Which lines of the entries contain the word "white"? Please list them.

▶ _Data provided_
Start of Block
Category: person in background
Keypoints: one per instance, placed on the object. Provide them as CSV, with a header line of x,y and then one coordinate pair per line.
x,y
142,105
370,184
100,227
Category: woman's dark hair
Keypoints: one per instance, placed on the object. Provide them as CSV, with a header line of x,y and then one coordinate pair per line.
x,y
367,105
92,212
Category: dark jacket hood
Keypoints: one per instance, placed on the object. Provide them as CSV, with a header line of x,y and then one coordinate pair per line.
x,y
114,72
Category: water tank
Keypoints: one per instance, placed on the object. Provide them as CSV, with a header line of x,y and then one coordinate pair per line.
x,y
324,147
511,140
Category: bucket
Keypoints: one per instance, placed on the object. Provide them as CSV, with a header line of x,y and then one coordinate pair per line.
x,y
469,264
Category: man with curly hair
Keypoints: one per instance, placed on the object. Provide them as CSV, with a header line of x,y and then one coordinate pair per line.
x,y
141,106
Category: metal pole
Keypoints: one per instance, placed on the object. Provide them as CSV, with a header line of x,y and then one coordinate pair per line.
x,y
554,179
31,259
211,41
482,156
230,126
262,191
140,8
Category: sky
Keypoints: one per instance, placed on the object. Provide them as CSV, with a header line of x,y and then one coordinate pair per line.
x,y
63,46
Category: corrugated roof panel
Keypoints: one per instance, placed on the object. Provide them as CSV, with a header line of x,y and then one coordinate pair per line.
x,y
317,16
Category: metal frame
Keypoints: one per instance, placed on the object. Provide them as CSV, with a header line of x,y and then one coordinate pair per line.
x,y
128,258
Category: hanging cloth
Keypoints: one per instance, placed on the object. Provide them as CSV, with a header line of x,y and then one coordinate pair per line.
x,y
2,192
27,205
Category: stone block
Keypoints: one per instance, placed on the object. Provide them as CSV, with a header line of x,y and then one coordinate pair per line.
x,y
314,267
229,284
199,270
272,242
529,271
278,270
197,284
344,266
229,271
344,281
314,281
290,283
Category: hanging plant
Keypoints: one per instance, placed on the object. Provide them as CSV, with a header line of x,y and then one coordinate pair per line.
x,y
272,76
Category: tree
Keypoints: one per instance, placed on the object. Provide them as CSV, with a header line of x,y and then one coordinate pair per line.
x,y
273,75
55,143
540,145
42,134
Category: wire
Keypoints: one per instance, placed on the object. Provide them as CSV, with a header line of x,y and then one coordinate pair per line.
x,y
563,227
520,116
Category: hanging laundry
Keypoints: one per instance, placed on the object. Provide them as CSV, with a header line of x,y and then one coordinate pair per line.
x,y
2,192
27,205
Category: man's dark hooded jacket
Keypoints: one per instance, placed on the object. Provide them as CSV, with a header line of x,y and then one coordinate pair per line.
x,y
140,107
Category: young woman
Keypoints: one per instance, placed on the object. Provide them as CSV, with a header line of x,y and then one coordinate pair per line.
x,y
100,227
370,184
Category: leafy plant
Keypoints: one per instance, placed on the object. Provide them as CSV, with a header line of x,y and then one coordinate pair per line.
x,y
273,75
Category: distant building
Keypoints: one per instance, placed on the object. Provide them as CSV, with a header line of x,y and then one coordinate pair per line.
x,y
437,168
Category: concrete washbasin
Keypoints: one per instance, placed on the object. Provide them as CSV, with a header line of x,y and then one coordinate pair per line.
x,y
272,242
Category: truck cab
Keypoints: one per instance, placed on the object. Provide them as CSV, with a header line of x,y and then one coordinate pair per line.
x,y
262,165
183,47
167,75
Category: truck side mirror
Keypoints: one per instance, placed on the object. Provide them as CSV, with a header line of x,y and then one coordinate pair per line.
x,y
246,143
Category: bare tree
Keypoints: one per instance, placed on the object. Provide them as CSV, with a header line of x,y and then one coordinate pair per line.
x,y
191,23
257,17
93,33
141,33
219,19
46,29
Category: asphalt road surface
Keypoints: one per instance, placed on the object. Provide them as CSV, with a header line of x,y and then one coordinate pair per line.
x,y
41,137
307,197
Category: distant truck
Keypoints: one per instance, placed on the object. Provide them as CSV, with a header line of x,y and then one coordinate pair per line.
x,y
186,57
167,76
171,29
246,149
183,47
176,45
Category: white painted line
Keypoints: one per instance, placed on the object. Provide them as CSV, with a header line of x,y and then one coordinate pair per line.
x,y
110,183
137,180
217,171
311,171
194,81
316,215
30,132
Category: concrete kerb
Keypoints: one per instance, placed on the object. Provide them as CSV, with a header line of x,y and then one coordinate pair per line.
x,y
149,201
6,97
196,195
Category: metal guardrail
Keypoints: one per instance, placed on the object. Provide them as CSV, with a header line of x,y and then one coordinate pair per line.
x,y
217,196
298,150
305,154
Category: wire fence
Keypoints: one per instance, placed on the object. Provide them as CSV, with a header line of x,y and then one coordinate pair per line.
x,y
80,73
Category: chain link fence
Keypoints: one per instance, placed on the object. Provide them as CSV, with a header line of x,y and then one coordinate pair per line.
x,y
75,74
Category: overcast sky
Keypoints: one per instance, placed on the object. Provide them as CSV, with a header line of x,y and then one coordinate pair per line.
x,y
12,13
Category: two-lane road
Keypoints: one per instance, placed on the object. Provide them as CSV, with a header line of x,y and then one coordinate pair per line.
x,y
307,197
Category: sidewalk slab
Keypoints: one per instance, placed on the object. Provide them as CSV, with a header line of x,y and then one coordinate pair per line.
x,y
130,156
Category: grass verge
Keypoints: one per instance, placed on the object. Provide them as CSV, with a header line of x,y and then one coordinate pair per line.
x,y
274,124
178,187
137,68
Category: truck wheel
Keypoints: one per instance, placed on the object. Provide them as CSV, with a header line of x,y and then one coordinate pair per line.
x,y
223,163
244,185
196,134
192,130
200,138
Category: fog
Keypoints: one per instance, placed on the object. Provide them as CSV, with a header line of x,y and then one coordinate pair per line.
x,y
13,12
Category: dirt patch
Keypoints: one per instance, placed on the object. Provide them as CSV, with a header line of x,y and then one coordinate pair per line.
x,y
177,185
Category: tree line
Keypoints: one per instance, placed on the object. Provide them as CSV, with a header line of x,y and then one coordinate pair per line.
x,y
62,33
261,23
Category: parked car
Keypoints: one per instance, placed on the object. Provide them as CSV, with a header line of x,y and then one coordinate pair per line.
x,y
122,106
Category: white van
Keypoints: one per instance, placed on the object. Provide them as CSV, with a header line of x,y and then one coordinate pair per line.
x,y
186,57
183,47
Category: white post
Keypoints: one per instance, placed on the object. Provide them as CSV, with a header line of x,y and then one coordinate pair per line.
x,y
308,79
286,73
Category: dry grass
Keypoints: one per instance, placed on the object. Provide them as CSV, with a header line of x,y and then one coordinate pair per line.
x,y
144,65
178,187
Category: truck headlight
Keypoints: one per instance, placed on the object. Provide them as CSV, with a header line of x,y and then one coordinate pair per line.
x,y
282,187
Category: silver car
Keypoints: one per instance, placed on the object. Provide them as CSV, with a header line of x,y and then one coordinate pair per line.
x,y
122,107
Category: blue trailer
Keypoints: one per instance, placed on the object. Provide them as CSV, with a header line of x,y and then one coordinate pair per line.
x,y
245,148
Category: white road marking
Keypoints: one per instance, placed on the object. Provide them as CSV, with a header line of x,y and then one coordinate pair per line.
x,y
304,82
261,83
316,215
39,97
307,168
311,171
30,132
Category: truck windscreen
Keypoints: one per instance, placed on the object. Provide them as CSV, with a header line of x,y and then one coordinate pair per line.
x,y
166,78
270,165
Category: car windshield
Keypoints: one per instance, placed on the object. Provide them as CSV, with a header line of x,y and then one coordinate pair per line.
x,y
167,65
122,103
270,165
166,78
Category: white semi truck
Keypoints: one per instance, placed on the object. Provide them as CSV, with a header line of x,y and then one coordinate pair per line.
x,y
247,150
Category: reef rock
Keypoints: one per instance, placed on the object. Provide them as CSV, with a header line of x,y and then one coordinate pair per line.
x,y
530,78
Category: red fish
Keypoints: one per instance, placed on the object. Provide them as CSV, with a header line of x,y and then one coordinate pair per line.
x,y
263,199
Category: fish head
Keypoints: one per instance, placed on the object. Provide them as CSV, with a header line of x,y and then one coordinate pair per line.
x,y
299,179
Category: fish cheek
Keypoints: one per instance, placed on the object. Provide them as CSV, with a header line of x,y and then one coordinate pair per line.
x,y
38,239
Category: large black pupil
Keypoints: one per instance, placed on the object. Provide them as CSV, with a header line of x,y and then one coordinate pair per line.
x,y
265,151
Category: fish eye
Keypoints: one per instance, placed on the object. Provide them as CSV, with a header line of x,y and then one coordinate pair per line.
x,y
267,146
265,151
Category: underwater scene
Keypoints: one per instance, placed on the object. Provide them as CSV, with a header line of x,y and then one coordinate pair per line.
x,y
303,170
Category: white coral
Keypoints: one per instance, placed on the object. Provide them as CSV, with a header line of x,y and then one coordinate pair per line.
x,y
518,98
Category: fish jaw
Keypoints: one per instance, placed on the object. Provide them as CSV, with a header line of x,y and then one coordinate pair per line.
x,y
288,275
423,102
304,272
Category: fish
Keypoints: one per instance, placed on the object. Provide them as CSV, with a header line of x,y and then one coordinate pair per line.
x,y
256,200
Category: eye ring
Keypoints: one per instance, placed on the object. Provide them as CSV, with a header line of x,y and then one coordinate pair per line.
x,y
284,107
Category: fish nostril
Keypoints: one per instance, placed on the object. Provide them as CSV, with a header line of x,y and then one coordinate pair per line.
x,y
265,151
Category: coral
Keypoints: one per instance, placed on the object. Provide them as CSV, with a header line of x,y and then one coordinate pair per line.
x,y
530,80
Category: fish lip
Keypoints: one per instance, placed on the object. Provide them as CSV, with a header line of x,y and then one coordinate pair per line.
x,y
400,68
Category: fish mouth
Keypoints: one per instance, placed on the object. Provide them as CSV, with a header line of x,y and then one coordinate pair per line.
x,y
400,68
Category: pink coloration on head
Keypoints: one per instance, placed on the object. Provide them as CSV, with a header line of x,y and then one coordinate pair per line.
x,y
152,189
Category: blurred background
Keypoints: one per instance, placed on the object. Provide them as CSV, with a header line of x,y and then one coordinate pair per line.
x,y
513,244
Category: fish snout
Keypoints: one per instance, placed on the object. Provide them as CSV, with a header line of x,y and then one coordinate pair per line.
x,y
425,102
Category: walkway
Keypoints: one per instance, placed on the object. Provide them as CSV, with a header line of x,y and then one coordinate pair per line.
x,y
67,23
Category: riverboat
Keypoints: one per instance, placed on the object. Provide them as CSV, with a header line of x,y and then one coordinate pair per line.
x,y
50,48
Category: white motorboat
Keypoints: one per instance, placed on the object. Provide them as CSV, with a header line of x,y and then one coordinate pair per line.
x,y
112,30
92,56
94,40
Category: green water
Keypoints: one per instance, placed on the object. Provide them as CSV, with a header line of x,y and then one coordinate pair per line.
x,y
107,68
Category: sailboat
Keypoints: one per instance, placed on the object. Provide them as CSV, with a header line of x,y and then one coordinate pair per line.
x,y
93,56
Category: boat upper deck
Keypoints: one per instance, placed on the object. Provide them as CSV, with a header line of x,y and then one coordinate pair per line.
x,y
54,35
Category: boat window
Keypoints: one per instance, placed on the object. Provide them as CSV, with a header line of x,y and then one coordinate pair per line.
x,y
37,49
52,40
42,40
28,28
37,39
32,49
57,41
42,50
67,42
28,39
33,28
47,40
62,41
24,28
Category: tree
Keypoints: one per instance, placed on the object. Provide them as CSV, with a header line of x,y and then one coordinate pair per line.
End of Block
▶ _The answer_
Category: white painted line
Category: white van
Category: white post
Category: white road marking
Category: white semi truck
Category: white coral
Category: white motorboat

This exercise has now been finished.